Retype the readers' letters below word for word, beginning with "Kudos to Deputy" and stopping after "and her family.".

__SOURCE TEXT__
___

Prosecutor handled Aiwohi case justly

Kudos to Deputy Prosecuting Attorney Glenn Kim for his logical, straightforward approach in handling the Tayshea Aiwohi case ("Mom accused in son's death to plead no contest in deal," June 18). He accomplished his stated goals and also, as he pointed out, set up a deterrent for others who may be faced with similar problems. He did not impede future mothers-to-be from seeking the help they need; at the same time, he made the point that this behavior cannot be excused, and it is up to the individual to get help.

Props to Judge Michael Towne on his acceptance of the plea and good luck to Aiwohi and her family.

Kerry D. Lewis

Tern articles bring back memories

A former shipmate of mine sent me the series of articles on June 3 by Susan Scott titled "Tern Island: Noah's Ark of the Hawaiian Isles." Scott certainly caught the flavor and excitement of Tern Island and brought back a flood of memories of the uniquely friendly wildlife -- well, mostly friendly anyway -- and thoughts about the role the island played in the early days of the space race with the Russians.

In the early 1960s, our Liberty ship paid a series of visits to Tern, placing what was essentially a mini-listening post at one end of the island's runway. The resident Coast Guard contingent played host to a small Navy detachment manning the post.

The Coasties were an eccentric lot. The Navy used a truck to haul scientific equipment from the watercraft landing on the west end of the island to the listening post on the east end, a distance of some 4,000 feet. Shortly after the Navy arrived, a sign was posted on the runway stating that the speed limit was 5 mph.

The speed limit was broken immediately and a citation was issued by the Coast Guard commanding officer. I understand that it took some high-level discussions to resolve that issue. Matters weren't improved by the decision of the commander to run the island on San Francisco time because that was where his family lived. Eventually, everything worked out and the mission was accomplished, uh, harmoniously.

I've often wondered how and why the island group was named French Frigate Shoals. Here is a guess: One safe anchorage for large vessels is near a large structure (island) to the south of Tern Island. The structure is covered with white guano shading to grey and is called on charts "La Perouse Pinnacle." At dawn, with haze on the water, La Perouse Pinnacle is a French Frigate. It is so real one expects to hear cannon fire.

Harris R. Renninger
McLean, Va.

___

__EXTRACTED MATERIAL__
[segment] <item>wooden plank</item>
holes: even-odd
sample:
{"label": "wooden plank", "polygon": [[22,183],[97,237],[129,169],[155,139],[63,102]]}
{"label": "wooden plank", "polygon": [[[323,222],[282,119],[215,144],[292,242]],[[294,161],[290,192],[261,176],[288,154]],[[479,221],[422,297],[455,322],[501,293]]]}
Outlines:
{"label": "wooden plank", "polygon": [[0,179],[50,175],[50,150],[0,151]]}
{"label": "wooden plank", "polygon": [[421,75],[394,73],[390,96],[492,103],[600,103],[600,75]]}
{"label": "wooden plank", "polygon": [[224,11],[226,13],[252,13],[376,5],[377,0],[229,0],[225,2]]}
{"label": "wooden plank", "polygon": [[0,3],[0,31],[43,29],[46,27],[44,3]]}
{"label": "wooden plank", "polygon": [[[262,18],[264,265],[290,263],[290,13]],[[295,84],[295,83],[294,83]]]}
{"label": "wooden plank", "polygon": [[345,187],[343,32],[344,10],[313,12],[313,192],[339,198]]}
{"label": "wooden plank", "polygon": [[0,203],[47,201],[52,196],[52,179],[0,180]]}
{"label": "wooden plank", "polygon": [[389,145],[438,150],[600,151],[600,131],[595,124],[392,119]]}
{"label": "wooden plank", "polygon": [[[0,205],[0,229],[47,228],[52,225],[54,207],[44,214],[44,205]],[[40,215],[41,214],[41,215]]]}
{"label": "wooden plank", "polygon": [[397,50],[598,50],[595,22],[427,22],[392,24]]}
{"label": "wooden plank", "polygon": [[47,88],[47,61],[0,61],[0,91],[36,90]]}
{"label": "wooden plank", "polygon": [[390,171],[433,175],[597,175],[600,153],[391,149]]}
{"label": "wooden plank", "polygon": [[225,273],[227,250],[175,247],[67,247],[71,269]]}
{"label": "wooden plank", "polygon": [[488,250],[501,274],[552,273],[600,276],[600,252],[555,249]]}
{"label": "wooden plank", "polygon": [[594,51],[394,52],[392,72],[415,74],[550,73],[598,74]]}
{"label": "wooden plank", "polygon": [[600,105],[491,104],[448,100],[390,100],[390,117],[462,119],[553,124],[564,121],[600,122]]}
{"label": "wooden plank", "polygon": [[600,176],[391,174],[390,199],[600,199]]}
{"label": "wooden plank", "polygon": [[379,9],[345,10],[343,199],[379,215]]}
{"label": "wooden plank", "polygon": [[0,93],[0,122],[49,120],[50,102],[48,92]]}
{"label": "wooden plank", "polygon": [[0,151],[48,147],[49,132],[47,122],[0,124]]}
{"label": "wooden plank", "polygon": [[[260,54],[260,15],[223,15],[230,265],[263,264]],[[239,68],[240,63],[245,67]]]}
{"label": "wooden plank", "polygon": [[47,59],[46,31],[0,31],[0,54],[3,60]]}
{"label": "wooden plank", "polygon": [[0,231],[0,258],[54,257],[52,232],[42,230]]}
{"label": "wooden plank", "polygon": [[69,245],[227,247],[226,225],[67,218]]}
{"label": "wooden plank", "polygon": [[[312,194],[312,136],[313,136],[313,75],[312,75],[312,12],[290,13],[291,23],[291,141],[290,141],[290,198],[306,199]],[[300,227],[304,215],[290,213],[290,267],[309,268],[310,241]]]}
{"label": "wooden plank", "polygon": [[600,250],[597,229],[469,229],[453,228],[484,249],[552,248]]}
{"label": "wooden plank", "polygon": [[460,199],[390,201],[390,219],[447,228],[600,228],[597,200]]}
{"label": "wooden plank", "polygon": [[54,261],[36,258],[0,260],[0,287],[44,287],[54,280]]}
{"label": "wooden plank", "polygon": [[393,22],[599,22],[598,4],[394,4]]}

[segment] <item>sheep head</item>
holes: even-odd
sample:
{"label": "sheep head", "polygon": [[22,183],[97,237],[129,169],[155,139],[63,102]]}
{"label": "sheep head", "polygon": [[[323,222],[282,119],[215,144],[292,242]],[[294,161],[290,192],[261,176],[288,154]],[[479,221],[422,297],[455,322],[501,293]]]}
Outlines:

___

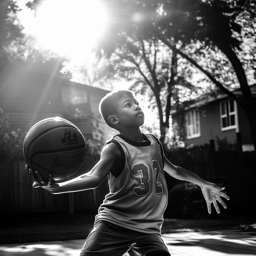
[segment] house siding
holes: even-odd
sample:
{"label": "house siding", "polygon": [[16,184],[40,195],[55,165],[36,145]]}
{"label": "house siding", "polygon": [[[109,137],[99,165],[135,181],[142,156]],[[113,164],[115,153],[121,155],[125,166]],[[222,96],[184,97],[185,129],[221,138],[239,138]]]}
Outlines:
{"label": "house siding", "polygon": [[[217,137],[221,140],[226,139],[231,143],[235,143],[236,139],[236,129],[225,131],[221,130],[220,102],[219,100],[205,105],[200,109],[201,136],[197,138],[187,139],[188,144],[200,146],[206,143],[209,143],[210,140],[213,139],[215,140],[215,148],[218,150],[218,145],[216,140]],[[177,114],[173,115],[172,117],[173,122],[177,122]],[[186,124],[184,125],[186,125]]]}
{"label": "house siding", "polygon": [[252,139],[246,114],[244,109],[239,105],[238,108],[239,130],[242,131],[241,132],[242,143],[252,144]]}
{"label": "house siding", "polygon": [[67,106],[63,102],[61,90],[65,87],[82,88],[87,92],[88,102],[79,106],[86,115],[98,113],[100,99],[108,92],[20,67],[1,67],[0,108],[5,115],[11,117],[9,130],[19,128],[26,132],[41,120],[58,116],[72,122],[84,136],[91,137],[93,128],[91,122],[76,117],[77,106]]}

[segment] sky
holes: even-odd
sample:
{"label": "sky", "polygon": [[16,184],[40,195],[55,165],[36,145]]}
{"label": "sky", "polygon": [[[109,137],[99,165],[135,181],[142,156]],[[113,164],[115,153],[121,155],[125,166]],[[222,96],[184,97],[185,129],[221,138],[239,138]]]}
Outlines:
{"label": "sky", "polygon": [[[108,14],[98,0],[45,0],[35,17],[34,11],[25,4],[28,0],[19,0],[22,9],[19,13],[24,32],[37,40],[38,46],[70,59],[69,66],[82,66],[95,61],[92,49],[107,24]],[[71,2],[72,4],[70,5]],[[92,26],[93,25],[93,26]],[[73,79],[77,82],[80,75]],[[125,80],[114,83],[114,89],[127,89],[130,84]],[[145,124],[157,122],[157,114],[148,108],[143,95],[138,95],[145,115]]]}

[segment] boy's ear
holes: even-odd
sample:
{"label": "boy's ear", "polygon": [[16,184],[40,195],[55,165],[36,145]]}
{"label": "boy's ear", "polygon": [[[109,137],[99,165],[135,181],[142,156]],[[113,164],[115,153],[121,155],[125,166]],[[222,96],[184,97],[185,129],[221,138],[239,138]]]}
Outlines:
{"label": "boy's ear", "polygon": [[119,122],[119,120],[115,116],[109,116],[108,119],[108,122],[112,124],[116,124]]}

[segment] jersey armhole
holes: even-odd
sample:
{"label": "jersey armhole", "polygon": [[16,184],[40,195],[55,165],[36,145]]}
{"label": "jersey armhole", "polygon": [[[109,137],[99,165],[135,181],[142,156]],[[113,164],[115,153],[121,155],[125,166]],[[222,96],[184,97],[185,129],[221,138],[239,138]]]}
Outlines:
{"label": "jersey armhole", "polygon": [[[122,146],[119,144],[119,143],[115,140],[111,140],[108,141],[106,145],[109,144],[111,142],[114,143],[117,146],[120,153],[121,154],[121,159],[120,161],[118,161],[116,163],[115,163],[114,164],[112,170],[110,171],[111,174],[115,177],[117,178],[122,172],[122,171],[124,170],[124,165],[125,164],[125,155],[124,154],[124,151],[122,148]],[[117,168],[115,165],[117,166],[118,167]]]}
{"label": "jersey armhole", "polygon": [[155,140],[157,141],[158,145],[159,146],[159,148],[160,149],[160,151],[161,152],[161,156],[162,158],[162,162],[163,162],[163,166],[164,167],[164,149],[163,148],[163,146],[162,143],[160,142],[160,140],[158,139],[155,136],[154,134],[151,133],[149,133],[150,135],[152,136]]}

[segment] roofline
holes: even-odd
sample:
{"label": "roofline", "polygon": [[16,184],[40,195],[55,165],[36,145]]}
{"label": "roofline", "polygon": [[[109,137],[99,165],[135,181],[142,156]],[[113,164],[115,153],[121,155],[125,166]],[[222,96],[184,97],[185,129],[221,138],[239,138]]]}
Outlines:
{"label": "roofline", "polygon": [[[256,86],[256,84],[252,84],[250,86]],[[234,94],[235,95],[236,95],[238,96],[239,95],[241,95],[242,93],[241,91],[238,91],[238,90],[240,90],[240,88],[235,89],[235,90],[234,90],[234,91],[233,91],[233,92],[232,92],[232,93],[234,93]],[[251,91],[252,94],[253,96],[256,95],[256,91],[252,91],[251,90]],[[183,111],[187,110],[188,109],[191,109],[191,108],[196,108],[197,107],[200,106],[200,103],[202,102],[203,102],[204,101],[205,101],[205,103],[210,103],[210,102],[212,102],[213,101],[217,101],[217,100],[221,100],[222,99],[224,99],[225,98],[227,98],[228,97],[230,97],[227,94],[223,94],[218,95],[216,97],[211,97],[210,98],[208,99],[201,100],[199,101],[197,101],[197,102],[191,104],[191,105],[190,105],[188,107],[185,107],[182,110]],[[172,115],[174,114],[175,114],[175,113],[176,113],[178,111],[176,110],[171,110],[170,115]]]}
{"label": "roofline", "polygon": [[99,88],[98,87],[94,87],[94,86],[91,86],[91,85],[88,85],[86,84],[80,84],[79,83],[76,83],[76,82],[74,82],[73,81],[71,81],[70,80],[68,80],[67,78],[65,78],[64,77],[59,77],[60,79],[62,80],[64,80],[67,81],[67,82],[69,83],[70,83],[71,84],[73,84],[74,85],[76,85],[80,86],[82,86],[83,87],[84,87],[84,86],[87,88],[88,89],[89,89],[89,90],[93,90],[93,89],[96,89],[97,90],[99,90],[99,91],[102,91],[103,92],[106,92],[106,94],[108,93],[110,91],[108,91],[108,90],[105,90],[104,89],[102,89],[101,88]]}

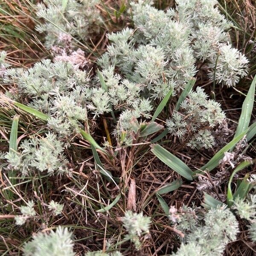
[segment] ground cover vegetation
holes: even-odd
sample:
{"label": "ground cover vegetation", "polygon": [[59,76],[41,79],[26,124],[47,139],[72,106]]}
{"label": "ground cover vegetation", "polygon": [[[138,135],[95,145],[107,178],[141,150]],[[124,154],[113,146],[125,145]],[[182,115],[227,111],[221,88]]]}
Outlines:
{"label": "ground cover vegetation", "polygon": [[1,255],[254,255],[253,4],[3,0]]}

___

__TASK SOLUTION__
Kudos to Deputy Prosecuting Attorney Glenn Kim for his logical, straightforward approach in handling the Tayshea Aiwohi case ("Mom accused in son's death to plead no contest in deal," June 18). He accomplished his stated goals and also, as he pointed out, set up a deterrent for others who may be faced with similar problems. He did not impede future mothers-to-be from seeking the help they need; at the same time, he made the point that this behavior cannot be excused, and it is up to the individual to get help.

Props to Judge Michael Towne on his acceptance of the plea and good luck to Aiwohi and her family.